LISTED ENTRIES:
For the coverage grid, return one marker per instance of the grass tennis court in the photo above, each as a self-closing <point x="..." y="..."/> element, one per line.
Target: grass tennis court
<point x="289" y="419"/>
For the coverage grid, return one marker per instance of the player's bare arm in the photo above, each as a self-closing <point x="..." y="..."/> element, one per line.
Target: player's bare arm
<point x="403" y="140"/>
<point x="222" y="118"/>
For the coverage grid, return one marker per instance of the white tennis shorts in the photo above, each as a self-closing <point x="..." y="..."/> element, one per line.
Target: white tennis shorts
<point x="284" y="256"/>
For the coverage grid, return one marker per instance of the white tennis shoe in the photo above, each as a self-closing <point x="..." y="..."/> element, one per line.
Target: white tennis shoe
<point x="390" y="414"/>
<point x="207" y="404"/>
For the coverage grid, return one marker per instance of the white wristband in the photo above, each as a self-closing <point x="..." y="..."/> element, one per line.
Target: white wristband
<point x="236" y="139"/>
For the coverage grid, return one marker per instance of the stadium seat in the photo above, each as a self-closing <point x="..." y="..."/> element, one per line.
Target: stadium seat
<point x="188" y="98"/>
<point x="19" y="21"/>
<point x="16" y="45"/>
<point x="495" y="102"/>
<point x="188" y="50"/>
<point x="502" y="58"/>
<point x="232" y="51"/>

==

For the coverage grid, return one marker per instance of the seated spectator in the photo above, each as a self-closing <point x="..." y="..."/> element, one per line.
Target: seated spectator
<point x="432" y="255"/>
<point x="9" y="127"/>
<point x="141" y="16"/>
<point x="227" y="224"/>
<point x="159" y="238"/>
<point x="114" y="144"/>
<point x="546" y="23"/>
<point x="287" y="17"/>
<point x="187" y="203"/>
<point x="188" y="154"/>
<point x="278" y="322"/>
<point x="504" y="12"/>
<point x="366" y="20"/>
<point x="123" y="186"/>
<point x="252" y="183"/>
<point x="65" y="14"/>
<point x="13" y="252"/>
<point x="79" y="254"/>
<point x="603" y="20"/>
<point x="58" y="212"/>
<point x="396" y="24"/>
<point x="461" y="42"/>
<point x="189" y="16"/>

WHAT THE TASK ASKS: Return a word-for-word copy of the lines above from the one holding "the white wristband" through the one holding "of the stadium", with both of them included and nothing besides.

RESPONSE AREA:
For the coverage grid, return one marker per instance of the white wristband in the photo above, each as a self-closing <point x="..." y="..."/> element, one per line.
Target: white wristband
<point x="236" y="139"/>
For the coverage grid, return one marker per instance of the stadium seat in the photo above, each as a self-closing <point x="..." y="..."/> element, one per line.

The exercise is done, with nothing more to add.